____ PROVIDED DATA

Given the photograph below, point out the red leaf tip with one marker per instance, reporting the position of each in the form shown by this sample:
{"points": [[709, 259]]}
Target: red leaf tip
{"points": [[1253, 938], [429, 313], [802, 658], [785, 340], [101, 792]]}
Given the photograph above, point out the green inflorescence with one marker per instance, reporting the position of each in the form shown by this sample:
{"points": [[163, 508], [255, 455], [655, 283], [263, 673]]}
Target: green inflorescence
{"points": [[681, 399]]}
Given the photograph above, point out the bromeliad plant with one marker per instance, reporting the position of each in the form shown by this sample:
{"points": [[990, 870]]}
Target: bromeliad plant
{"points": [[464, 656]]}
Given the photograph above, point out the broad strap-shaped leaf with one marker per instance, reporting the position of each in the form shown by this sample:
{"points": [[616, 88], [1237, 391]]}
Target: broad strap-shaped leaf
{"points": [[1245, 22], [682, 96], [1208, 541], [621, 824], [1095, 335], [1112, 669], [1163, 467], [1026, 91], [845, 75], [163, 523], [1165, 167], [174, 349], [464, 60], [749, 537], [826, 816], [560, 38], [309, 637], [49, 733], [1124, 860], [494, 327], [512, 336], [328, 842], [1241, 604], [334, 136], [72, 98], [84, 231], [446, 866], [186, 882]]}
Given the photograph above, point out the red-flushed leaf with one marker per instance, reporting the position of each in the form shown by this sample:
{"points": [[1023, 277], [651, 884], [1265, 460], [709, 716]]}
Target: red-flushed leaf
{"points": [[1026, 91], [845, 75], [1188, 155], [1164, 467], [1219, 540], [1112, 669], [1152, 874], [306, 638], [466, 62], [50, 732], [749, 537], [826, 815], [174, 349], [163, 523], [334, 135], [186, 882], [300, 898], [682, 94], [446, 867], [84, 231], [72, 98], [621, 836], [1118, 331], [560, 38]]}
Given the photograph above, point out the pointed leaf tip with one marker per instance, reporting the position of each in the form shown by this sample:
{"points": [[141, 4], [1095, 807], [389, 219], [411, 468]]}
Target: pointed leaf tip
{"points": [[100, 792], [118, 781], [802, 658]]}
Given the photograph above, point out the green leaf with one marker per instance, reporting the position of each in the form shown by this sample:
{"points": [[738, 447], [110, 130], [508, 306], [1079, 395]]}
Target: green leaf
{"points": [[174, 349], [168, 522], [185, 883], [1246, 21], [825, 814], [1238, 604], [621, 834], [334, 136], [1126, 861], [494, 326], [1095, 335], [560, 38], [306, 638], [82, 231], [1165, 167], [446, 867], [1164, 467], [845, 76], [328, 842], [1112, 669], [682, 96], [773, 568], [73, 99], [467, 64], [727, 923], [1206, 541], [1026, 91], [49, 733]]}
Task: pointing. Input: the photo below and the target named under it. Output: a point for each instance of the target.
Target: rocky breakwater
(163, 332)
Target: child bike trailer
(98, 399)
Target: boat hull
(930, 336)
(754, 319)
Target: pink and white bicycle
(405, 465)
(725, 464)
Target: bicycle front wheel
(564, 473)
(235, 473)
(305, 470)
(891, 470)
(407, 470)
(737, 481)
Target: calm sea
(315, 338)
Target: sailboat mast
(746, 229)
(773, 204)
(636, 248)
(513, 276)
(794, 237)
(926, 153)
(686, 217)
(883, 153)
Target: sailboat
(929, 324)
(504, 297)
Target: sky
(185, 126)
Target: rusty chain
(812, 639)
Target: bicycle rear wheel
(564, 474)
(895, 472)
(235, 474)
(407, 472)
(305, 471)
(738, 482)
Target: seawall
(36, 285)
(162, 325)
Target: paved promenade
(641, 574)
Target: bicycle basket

________

_TASK OBJECTIVE_
Update the lines by replacing each "instance" with "occurrence", keeping everything else unchanged.

_SOLUTION TO THIS PROBLEM_
Given the photograph below, point out the red leaf tip with one marker per occurrence, reporting the position of each in the form shown by this sample:
{"points": [[709, 259]]}
Target: red leaf tip
{"points": [[1253, 938], [429, 313], [802, 658], [785, 340], [101, 792]]}
Given the photograph above, point out the green inflorescence with one marker per occurrence, reporting the position of each in the form shown by this sample:
{"points": [[163, 508], [255, 455], [655, 283], [263, 673]]}
Target: green inflorescence
{"points": [[681, 399]]}
Given the photograph above, point out the bromeliad plant with one marker per occurrence, reporting the position of each in the form shown by this sample:
{"points": [[990, 870]]}
Target: bromeliad plant
{"points": [[464, 656]]}
Given the photograph above, point out the broad strap-shaped leaf with one marker per occurrence, reporting the position of each in the form shown by this sample:
{"points": [[616, 88], [1237, 391]]}
Target: broad strap-shaped leaf
{"points": [[1245, 22], [682, 96], [1208, 541], [621, 824], [1095, 335], [1112, 669], [1163, 467], [1026, 91], [845, 75], [163, 523], [1165, 167], [174, 349], [464, 60], [749, 537], [826, 816], [560, 38], [309, 637], [49, 733], [1124, 860], [494, 327], [512, 336], [328, 842], [1241, 604], [334, 136], [72, 98], [84, 231], [446, 866], [186, 882]]}
Given the photograph above, point out the red-flushed leaf with one marker per occurrence, reporting the position of each in the form shown by this sample:
{"points": [[1023, 277], [651, 884], [1265, 460], [709, 716]]}
Target: red-flushed leaf
{"points": [[1026, 91], [845, 75], [1188, 155], [1164, 467], [1219, 540], [1112, 669], [1152, 874], [306, 638], [466, 62], [50, 732], [749, 537], [826, 815], [174, 349], [163, 523], [334, 135], [186, 882], [300, 898], [682, 94], [446, 867], [84, 231], [72, 98], [621, 836], [1118, 331], [560, 38]]}
Given the photograph above, point out the pointed leaf tip with one marker per occurrence, reporting the position of each in the form shown by this sample:
{"points": [[141, 4], [1095, 807], [389, 219], [411, 468]]}
Target: pointed leaf tip
{"points": [[100, 792], [118, 781], [802, 658]]}
Given the photograph above, point out the green leaf with one marker per occurrence, reporting the position of each in the form shown by this sample:
{"points": [[738, 447], [110, 130], [508, 306], [1079, 395]]}
Target: green leaf
{"points": [[174, 349], [168, 522], [185, 883], [1246, 21], [825, 814], [1238, 604], [621, 834], [334, 136], [1126, 861], [494, 326], [1095, 335], [560, 38], [306, 638], [82, 231], [1165, 167], [446, 867], [1164, 467], [845, 76], [328, 842], [1112, 669], [682, 96], [773, 568], [73, 99], [467, 64], [727, 923], [1206, 541], [1026, 91], [49, 733]]}
Task: pointing. Input: the photo below and the target named under it. Output: a point for each occurrence of the target.
Target: rocky breakwater
(163, 332)
Target: child bike trailer
(98, 399)
Target: boat hull
(930, 336)
(754, 319)
Target: pink and white bicycle
(405, 465)
(725, 464)
Target: bicycle front wheel
(564, 473)
(235, 473)
(305, 470)
(891, 470)
(407, 470)
(737, 481)
Target: calm sea
(315, 338)
Target: sailboat mast
(746, 229)
(773, 204)
(636, 248)
(513, 276)
(794, 237)
(926, 153)
(686, 217)
(883, 153)
Target: sailboat
(929, 324)
(504, 297)
Target: sky
(185, 126)
Target: rusty chain
(812, 639)
Target: bicycle rear wheel
(564, 474)
(895, 472)
(235, 474)
(407, 472)
(305, 471)
(738, 482)
Target: seawall
(36, 285)
(162, 325)
Target: paved promenade
(641, 574)
Target: bicycle basket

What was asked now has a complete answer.